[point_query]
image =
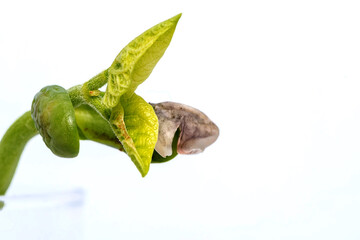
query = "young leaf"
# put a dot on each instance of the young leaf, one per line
(135, 124)
(136, 61)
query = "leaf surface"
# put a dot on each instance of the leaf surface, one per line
(136, 61)
(135, 124)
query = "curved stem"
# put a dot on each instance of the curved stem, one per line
(12, 145)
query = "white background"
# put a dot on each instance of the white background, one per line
(281, 79)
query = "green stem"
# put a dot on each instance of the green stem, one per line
(12, 145)
(96, 101)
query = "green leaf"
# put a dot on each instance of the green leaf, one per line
(136, 61)
(135, 124)
(157, 158)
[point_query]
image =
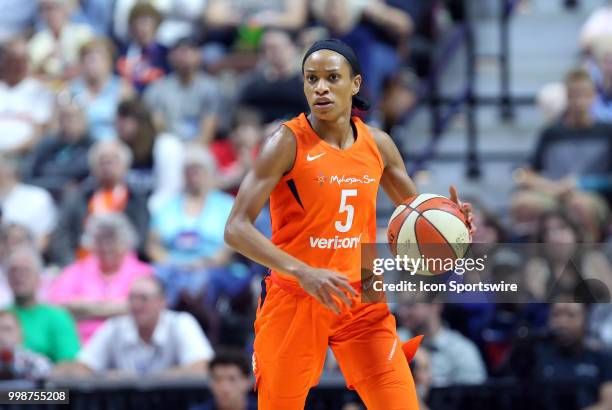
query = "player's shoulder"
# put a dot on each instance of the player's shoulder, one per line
(278, 151)
(383, 141)
(282, 139)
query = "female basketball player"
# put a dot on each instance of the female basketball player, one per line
(321, 172)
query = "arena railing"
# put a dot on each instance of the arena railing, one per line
(443, 108)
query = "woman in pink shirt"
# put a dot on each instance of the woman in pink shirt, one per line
(96, 287)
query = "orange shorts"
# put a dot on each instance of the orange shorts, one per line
(292, 334)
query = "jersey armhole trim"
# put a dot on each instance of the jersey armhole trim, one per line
(288, 174)
(375, 147)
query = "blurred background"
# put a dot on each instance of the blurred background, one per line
(126, 127)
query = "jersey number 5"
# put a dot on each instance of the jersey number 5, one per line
(349, 209)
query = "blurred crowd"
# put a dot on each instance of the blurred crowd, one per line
(127, 126)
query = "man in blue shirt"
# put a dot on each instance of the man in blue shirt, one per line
(230, 383)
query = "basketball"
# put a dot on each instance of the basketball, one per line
(429, 227)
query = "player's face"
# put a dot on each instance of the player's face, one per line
(567, 322)
(328, 84)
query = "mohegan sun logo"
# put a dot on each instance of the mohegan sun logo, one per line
(321, 178)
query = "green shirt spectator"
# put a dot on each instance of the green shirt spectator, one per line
(48, 330)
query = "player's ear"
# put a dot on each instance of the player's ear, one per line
(356, 84)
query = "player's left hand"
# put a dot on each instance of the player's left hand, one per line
(465, 207)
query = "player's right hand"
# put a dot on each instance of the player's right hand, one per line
(323, 285)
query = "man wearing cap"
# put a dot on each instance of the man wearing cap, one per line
(322, 171)
(187, 101)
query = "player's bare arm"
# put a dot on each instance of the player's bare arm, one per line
(276, 159)
(395, 179)
(397, 183)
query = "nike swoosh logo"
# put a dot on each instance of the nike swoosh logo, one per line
(309, 158)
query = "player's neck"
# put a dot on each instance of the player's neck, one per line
(338, 133)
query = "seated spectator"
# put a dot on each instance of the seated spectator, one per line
(25, 204)
(156, 158)
(143, 60)
(181, 19)
(98, 89)
(16, 361)
(597, 26)
(149, 341)
(564, 268)
(570, 166)
(561, 356)
(107, 191)
(186, 240)
(186, 102)
(602, 77)
(12, 237)
(600, 325)
(25, 104)
(97, 286)
(275, 89)
(236, 154)
(238, 24)
(59, 162)
(454, 358)
(54, 49)
(382, 26)
(230, 383)
(18, 17)
(98, 14)
(48, 330)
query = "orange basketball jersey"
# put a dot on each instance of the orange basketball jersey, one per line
(325, 207)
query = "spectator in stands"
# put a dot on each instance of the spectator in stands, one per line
(17, 18)
(602, 78)
(25, 104)
(239, 23)
(562, 356)
(54, 49)
(230, 383)
(12, 237)
(563, 268)
(149, 341)
(156, 158)
(570, 166)
(48, 330)
(597, 26)
(186, 102)
(454, 358)
(235, 155)
(109, 162)
(375, 30)
(98, 14)
(143, 60)
(275, 89)
(17, 362)
(59, 162)
(98, 89)
(97, 286)
(600, 325)
(186, 240)
(182, 18)
(25, 204)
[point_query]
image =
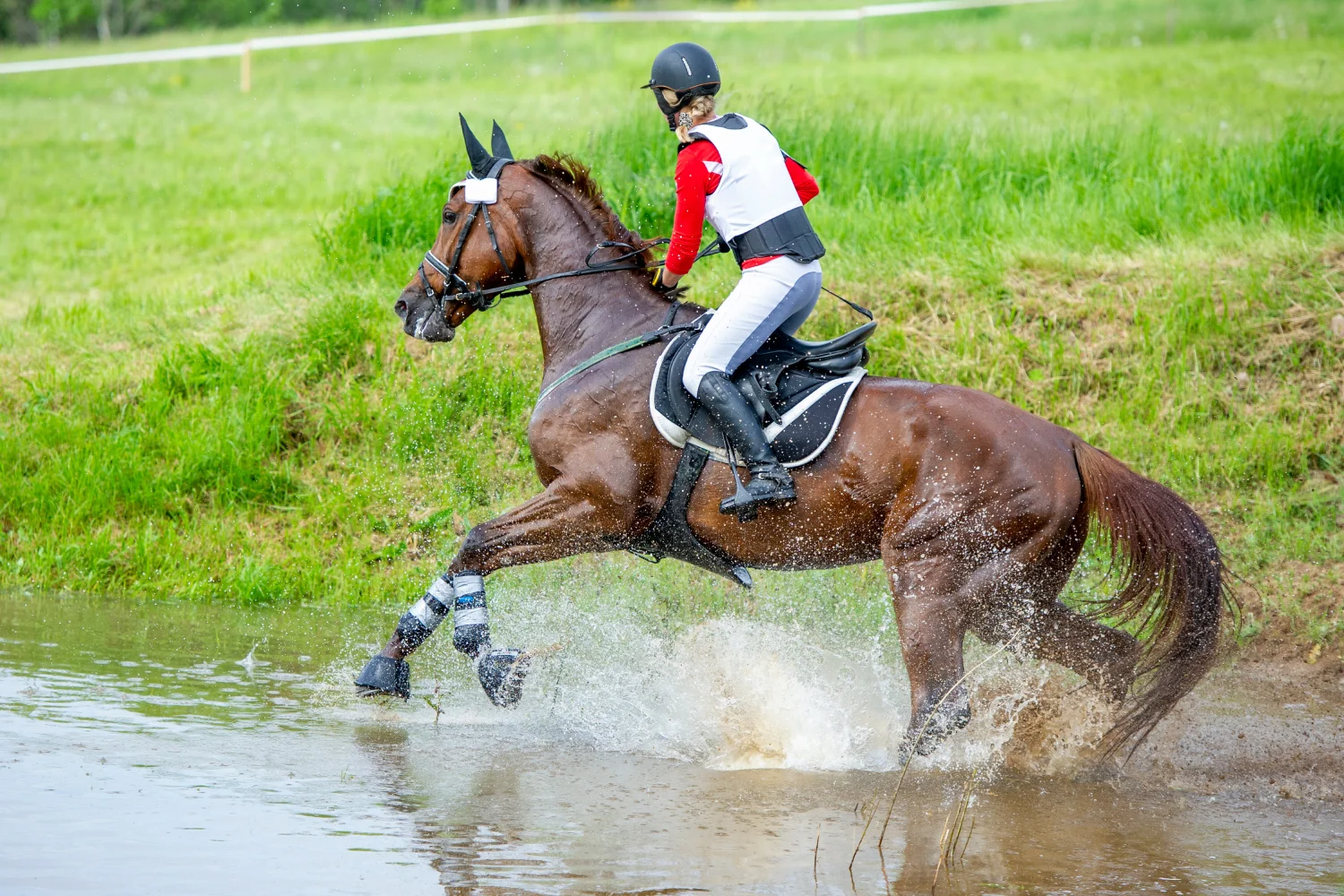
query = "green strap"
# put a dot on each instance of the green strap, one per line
(639, 341)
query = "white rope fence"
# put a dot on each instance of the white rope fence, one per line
(706, 16)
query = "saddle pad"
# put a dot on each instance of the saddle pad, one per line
(806, 427)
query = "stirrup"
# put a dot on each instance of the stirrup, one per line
(771, 489)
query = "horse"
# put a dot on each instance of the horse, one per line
(978, 509)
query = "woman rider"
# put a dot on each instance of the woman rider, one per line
(731, 171)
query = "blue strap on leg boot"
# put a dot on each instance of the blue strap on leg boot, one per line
(499, 669)
(390, 675)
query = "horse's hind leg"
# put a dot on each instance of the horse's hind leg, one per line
(554, 524)
(1105, 657)
(927, 594)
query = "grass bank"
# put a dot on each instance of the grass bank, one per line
(204, 392)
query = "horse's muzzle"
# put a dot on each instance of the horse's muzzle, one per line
(427, 325)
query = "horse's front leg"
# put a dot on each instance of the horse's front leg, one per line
(559, 522)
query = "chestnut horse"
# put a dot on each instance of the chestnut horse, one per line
(978, 509)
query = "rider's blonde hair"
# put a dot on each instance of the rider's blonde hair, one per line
(698, 108)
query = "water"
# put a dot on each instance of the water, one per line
(169, 748)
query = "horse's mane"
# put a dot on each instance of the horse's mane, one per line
(570, 174)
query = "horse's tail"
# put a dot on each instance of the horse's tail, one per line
(1171, 583)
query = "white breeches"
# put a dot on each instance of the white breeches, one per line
(776, 296)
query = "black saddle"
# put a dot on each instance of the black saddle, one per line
(780, 378)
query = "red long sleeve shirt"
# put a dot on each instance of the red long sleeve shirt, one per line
(696, 177)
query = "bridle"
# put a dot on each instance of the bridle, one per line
(457, 289)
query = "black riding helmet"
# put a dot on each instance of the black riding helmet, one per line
(687, 70)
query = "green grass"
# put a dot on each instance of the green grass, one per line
(204, 392)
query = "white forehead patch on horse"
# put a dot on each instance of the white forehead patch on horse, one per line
(484, 190)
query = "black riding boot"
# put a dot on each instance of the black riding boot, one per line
(771, 482)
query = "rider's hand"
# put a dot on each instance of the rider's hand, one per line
(667, 284)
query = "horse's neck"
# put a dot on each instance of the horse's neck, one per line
(580, 316)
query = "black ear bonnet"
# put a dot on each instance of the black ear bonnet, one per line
(486, 164)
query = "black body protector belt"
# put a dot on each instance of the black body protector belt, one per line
(788, 234)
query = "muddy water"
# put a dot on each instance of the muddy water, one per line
(169, 748)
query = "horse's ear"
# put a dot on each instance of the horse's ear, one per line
(499, 147)
(475, 151)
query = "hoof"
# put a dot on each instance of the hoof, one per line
(943, 726)
(502, 672)
(384, 676)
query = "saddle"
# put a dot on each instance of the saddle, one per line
(797, 389)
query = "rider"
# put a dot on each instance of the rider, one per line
(731, 171)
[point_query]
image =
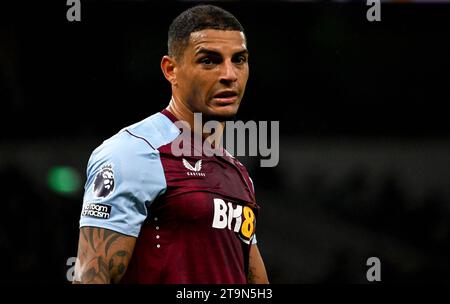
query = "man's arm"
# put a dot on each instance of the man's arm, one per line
(103, 256)
(256, 269)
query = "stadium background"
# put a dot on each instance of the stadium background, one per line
(364, 147)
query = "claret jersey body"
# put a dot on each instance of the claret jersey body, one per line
(194, 217)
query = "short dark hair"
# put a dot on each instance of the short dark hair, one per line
(195, 19)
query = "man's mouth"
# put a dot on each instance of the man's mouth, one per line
(228, 96)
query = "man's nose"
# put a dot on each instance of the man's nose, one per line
(228, 73)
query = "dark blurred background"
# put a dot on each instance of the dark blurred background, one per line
(364, 131)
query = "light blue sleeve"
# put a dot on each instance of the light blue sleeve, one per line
(124, 176)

- - -

Goal — Show each line from the rows above that contains the word "right", copying every one in full.

Solved problem —
query = "player's right hand"
# put a dot on each instance of the player's right hand, one per line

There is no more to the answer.